(RECORDS)
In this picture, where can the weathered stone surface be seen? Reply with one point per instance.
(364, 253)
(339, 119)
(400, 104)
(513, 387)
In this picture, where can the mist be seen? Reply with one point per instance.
(End RECORDS)
§ HOW TO COMPLETE THIS TASK: Transcribe the data above so that every line matches exactly.

§ EXERCISE SOLUTION:
In this picture, where can the weathered stone surface be seen? Reply with one point per instance.
(364, 253)
(339, 119)
(400, 104)
(513, 387)
In this picture, where can the mist be seen? Reply with one point per instance.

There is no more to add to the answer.